(Challenge): Reproduce exactly the lines beginning with the line that contains "point: the wooden" and ending at the final line of the material below.

(Stored items from a collection)
##############################

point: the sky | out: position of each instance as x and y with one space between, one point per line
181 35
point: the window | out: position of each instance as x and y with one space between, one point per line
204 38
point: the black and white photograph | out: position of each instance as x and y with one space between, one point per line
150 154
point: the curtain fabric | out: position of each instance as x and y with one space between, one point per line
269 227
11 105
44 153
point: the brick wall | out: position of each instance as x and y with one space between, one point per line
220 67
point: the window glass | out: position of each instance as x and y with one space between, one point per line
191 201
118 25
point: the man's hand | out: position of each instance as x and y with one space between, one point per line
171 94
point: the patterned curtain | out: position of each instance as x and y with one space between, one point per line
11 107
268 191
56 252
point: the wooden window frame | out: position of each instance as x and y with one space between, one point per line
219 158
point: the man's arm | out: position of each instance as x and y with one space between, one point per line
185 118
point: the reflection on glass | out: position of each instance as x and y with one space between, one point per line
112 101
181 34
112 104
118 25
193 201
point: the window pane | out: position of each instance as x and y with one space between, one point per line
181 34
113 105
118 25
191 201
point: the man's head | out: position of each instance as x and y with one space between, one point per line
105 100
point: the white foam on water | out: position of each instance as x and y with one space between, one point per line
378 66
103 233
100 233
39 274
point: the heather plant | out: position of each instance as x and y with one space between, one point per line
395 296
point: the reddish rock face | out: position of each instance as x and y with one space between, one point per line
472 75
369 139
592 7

##############################

(Exercise result):
point: the wooden window frame | out: position of each instance as x and y with one space between, one point per line
219 158
point: the man's arm | out: position of each instance as x and y with one space between, one point per line
185 118
point: the reflection on glass | out: position of each instance as x and y with one space between, one point per line
112 101
181 34
112 104
118 25
193 201
point: the window pane | out: position of each instance as x and y with one space between, one point per line
181 34
113 105
118 25
191 201
point: the man's head | out: position of each instance as x and y with one space between, one point per line
105 100
point: the white foam on water | out: position of each instance as x and y with one space between, one point per line
378 66
103 233
100 233
39 274
point: the heather plant | out: position of each instance as x and y with one space between, one point per line
395 296
point: the reddish rock face | out: position of each instance as x and y with one space between, one point per line
472 75
369 139
592 7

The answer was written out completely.